Segment Start: MATERIAL SHOWN

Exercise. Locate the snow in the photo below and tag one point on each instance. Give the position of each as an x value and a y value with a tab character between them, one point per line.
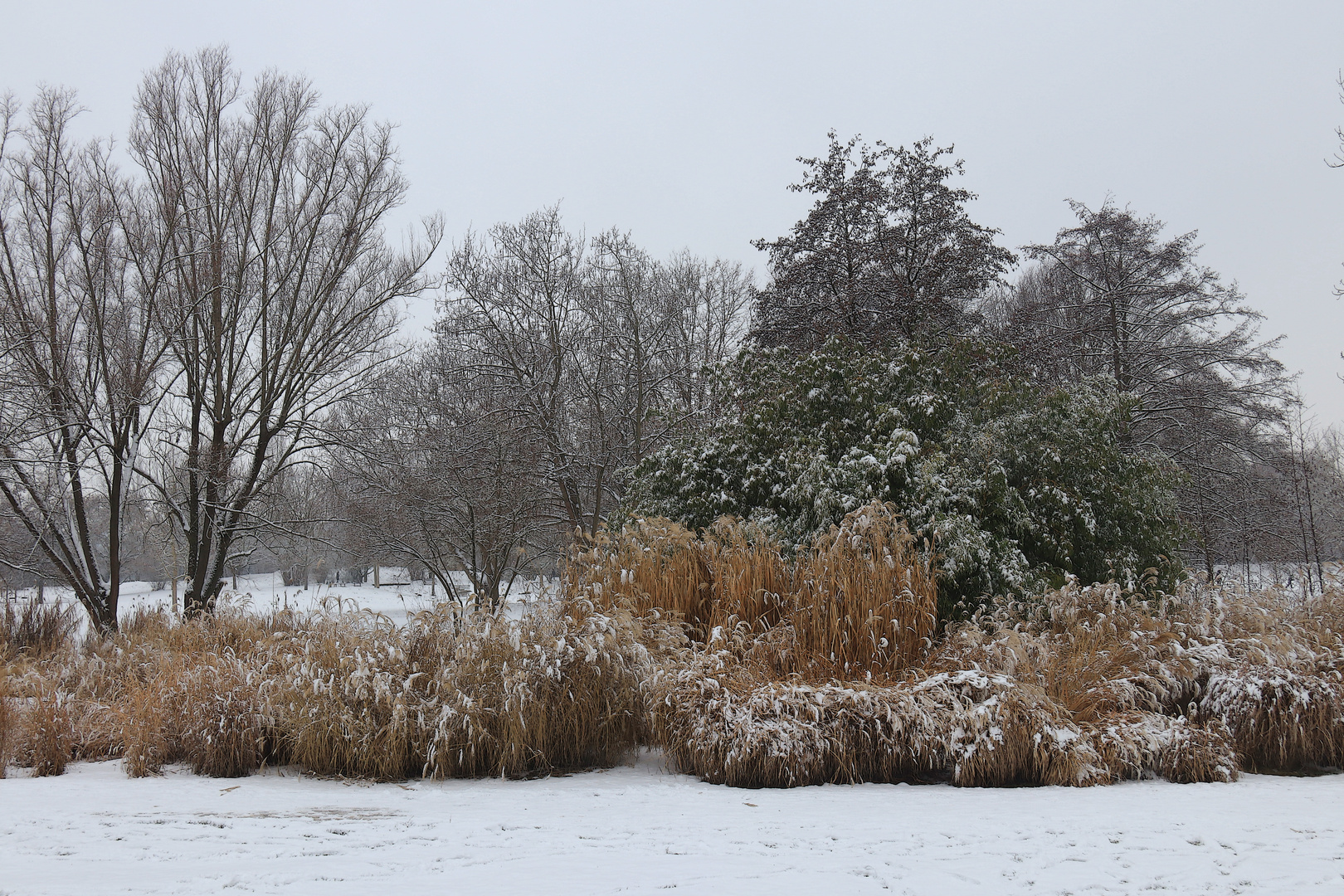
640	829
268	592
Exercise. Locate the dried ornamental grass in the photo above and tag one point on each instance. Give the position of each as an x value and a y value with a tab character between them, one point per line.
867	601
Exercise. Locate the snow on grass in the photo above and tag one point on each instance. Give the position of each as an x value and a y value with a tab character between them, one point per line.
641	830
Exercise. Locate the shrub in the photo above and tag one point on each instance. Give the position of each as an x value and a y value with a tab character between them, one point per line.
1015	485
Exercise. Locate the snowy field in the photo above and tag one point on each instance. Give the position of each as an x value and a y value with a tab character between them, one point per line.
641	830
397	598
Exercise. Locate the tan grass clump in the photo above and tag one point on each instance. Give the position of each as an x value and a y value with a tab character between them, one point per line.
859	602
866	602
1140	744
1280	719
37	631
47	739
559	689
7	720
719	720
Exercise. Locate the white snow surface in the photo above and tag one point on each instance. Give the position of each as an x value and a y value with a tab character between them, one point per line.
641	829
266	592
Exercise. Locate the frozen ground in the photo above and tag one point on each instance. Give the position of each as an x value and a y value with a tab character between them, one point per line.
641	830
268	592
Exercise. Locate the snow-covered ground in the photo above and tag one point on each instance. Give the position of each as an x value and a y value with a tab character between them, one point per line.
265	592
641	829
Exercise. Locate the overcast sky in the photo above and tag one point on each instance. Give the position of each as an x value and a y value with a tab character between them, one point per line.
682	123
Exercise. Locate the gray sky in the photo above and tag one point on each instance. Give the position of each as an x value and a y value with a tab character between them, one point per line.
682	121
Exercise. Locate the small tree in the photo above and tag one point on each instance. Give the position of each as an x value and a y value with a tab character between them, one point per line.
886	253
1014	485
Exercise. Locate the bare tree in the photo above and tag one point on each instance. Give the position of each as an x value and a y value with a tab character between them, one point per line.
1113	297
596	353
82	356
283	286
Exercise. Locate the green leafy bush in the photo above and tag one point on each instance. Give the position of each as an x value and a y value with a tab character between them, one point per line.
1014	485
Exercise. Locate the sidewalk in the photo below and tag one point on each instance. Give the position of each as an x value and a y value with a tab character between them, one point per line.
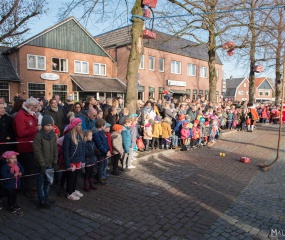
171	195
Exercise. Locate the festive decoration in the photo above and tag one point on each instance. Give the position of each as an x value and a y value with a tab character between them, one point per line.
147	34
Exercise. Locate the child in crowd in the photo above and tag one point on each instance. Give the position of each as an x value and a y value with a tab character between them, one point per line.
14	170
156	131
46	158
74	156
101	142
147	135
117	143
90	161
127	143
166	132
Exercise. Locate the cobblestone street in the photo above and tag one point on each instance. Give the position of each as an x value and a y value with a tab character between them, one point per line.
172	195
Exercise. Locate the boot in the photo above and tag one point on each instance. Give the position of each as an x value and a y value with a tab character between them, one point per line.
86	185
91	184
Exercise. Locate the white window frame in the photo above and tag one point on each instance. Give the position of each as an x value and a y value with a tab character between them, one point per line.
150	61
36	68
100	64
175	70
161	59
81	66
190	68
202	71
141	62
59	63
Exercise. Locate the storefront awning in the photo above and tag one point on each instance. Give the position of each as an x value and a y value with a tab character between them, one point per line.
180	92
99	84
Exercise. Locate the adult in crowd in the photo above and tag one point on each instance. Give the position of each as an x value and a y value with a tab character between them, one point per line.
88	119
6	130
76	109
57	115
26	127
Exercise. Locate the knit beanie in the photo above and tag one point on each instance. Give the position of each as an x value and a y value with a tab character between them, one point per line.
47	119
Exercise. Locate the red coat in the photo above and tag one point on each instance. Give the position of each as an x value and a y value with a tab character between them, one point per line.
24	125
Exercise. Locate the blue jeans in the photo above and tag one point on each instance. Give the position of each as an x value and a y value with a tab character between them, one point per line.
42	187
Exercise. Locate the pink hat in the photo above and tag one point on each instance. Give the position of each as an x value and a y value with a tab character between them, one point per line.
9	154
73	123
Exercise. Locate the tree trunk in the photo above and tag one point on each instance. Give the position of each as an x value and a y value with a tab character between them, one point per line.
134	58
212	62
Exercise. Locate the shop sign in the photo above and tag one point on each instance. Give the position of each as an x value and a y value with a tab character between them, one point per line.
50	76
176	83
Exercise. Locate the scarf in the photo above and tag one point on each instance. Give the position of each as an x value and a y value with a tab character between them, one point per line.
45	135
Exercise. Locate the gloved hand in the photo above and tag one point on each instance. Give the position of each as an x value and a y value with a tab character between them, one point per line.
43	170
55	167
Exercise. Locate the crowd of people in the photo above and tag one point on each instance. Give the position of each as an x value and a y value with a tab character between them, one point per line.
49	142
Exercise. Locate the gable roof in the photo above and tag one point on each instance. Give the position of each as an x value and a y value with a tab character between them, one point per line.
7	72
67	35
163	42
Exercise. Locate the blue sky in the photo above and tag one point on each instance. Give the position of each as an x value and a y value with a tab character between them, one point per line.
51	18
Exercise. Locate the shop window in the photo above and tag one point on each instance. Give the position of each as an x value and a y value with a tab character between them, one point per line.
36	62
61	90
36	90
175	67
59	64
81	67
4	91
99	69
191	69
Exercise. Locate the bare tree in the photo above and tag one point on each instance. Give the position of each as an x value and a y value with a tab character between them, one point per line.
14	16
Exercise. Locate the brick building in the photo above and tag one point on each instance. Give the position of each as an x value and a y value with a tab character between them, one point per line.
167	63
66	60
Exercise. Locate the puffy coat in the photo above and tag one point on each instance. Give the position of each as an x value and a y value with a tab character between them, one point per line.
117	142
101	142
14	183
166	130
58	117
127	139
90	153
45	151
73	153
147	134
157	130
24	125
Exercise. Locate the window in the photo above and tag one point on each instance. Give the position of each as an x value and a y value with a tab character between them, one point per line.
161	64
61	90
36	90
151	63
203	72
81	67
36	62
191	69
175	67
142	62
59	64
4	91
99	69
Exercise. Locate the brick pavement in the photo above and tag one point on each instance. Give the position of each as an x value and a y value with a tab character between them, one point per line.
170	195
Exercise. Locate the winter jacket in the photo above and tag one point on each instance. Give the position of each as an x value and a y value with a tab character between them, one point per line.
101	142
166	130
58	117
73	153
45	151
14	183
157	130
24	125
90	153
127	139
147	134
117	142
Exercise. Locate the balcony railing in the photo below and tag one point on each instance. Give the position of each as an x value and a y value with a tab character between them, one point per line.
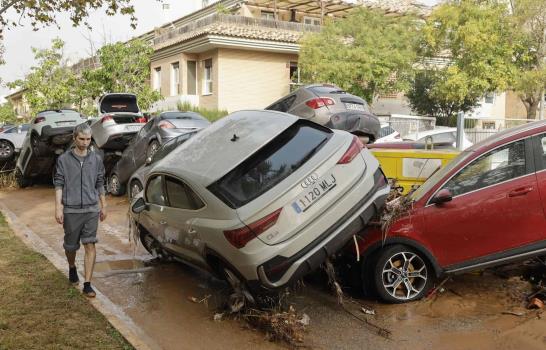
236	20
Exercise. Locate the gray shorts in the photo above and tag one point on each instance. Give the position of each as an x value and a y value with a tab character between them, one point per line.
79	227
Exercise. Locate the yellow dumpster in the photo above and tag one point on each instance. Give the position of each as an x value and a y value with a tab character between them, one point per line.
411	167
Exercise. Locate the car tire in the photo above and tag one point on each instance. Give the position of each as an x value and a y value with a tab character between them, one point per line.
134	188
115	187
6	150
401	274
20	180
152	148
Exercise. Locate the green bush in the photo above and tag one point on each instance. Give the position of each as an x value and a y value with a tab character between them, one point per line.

Segment End: MATERIAL SHOWN

* **TASK GOAL**
Print the records above exactly, minus pictures.

* **SOLUTION TO THIS EXERCISE**
Exercise. Locate the snow in the photo below and tag one point on each instance. Give the position of each as an x value and a y value with a tab character between them, one point per line.
640	829
268	592
Exercise. Locate the dried ornamental grass in the photo above and tag one point on each instance. Give the position of each as an x value and a y value with a tab character between them, one point per line.
867	601
Exercise. Locate the snow on grass in the photo above and tag one point on each instance. Give the position of each as an x value and a y value with a tab character between them, one point per line.
641	830
Exercise. Locate the shrub in the photo above and tag one point on each instance. Give the position of each as an x value and a y value with a tab character between them, one point per line.
1015	485
Exercise. Locate the snowy field in the photo above and tag one point on each instance. Give the position of each as an x value and a y value with a tab character between them, one point per line.
641	830
397	598
Exercise. Locate the tan grass clump in the photo above and tag one point on each instance. Give the position of each as an x value and a y value with a tab character between them, one point per line.
859	602
866	602
1140	744
1280	719
37	631
47	739
559	689
7	720
719	720
Exercise. Locate the white snow surface in the photo above and tag one point on each instance. Give the position of each as an x value and a y value with a tab character between them, one point per line.
641	829
266	592
Exercise. Locate the frozen ground in the photo above and tag one point on each instance. Give the position of each as an x value and a y value with a tab character between them, one point per line.
641	830
268	592
Exercise. Locate the snow-covered ground in the photo above and tag one point on each instance. Give the position of each as an x value and a y value with a tab character between them, one point per line.
265	592
641	829
Exercise. Locate the overcast sky in the photo above and tag one point on each instance. Give the position of each as an x value and a y value with a tab character between them, one point per line.
682	123
Exercise. Locate the gray sky in the photo above and tag one point on each instance. Give the position of each as an x value and a y value with a tab character between them, one point per line.
682	121
Exercise. Locate the small tree in the photo above and tag one point on each instance. Give the position of each as an x value and a y value with a tab character between them, one point per line.
886	253
1014	485
Exercise. Locate the bare tree in the photo above and tag one point on each instance. Give the position of each as an x value and a y value with a tab character between them, one point per line.
1113	297
596	353
82	356
283	286
Exercise. Locate the green leafy bush in the photo above and tag one point on each instance. Give the position of each as an x value and a y value with a tab character between them, one point per line.
1014	485
Exercise. Locate the sidewalk in the photo below and tag one point on each instance. Give the position of each as an x value and a y value with a tab character between them, one point per line.
171	195
Exercise. Locate the festive decoration in the photo above and tag one point on each instance. Give the position of each as an x value and a y value with a tab character between them, one point per line.
147	34
Exercise. Locate the child in crowd in the photo above and tag one point on each instance. Give the position of each as an x value and a y value with a tab character between them, one point per line.
14	170
156	131
46	158
74	156
101	142
147	135
117	143
90	161
127	143
166	132
Exercise. Locate the cobblestone street in the photo above and tag one point on each instance. Give the position of each as an x value and a y value with a tab character between them, one point per line.
172	195
Exercise. Locate the boot in the photo above and tag one point on each instance. Give the position of each as an x value and a y value with a tab character between them, one point per line.
86	185
91	184
Exercise. Locate the white window frame in the photo above and tag one point on each instance. Give the position of each as an x value and a y value with a tab character between them, one point per line.
150	61
36	68
100	64
175	70
161	59
81	66
190	68
202	71
141	62
59	63
Exercise. Locate the storefront awning in the photo above and tag one point on each instance. Give the position of each as an x value and a y value with a tab character between them, one point per line.
180	92
99	84
Exercise. Locate the adult in crowd in the photo above and tag one point on each instance. Give the position of each as an x value and a y value with a tab character between them, one point per line.
88	119
6	130
76	109
57	115
26	127
Exercise. Locate the knit beanie in the photo above and tag one point on each instance. Give the position of each as an x value and a y value with a tab character between them, one point per line.
47	119
Exercise. Locate the red coat in the photo above and tag one point on each instance. Give the position of each as an x value and a y value with a tab character between them, one point per line.
24	125
Exercise. Locate the blue jeans in the photo above and tag one point on each instance. Give the position of each as an x value and a y value with a tab character between them, one point per line.
42	187
Exercise. Locate the pink hat in the photo above and tag one point on each instance. Give the position of each as an x value and a y value with a tab character between them, one point per line.
9	154
73	123
Exercise. Locate the tree trunk in the photo above and tag one point on each instance. Give the position of each as an x value and a y value with a tab character between them, one point per line.
134	58
212	62
Exercise. Locate the shop sign in the photo above and tag one point on each instance. Give the position of each as an x value and a y value with a tab character between them, one point per line.
50	76
176	83
Exercise. Locate the scarf in the photo above and tag one point on each instance. Give the position of each as an x value and a y value with a tab character between them, one point per line.
45	135
Exercise. Locate the gloved hand in the photo above and tag one point on each instance. Give the position of each as an x value and a y value with a tab character between them, one point per line.
43	170
55	167
Exercise. Locate the crowd of people in the photo above and tag one point on each instance. Give the position of each as an x value and a y value with a tab character between them, one point per line.
49	142
Exercise. Locate the gable roof in the photo above and tag one point on each instance. Give the position of each as an x value and a y value with a tab character between them, one point per line.
7	72
67	35
163	42
Exercise. Locate the blue sky in the photo above and tag one point on each instance. Give the position of each as an x value and a y value with a tab character between them, one point per line.
51	18
Exercise. Locate the shop window in the photo above and tag one point on each instance. Give the position of each as an x value and a y value with a tab character between them, one point per line.
36	62
61	90
36	90
175	67
59	64
81	67
4	91
99	69
191	69
Exercise. Locate the bare tree in the photo above and tag one point on each instance. Give the position of each as an x value and a y value with a tab character between them, one point per line.
14	16
Exercise. Locate the brick building in the photo above and tag one point on each instance. Give the position of each as an x value and a y value with a tab character between them, one point per line.
167	63
66	60
Exercise. Locate the puffy coat in the photo above and tag one point on each instance. Give the position of each as an x value and a y value with a tab character between them, one point per line.
117	142
101	142
14	183
166	130
58	117
127	139
90	153
45	151
73	153
147	134
157	130
24	125
Exercise. Locate the window in the photo above and tag one point on each instance. Give the position of each as an x value and a y value with a tab character between them, one point per line.
161	64
61	90
36	90
151	63
203	72
81	67
36	62
191	69
175	67
142	62
59	64
4	91
99	69
Exercise. Locate the brick pavement in the photo above and tag one point on each instance. Give the position of each as an x value and a y value with a tab character between them, one point per line.
170	195
Exercise. Locate the winter jacket in the photo above and tag one point on each instance. Give the position of each as an x value and a y value with a tab character between them, one point per line.
101	142
166	130
58	117
73	153
45	151
14	183
157	130
24	125
90	153
127	139
147	134
117	142
Exercise. Locate the balcony railing in the photo below and tag one point on each instance. Give the position of each as an x value and a y value with a tab character between them, one point per line.
236	20
Exercise. Locate the gray shorts in the photo above and tag one point on each instance. Give the position of each as an x value and a y value with a tab character between them, one point per line.
79	227
Exercise. Locate the yellow dumpster in the photo above and tag one point on each instance. Give the position of each as an x value and a y value with a tab character between them, one point per line.
411	167
Exercise. Locate the car tire in the photo above and tag one point on each instance. Give the position of each as an x value and a y value with a tab character between them, one point per line.
134	188
115	187
6	150
401	274
20	180
152	148
Exercise. Locate the green bush in the photo above and tag one point on each instance. Give the position of each as an x value and a y value with a tab character between them, one point per line.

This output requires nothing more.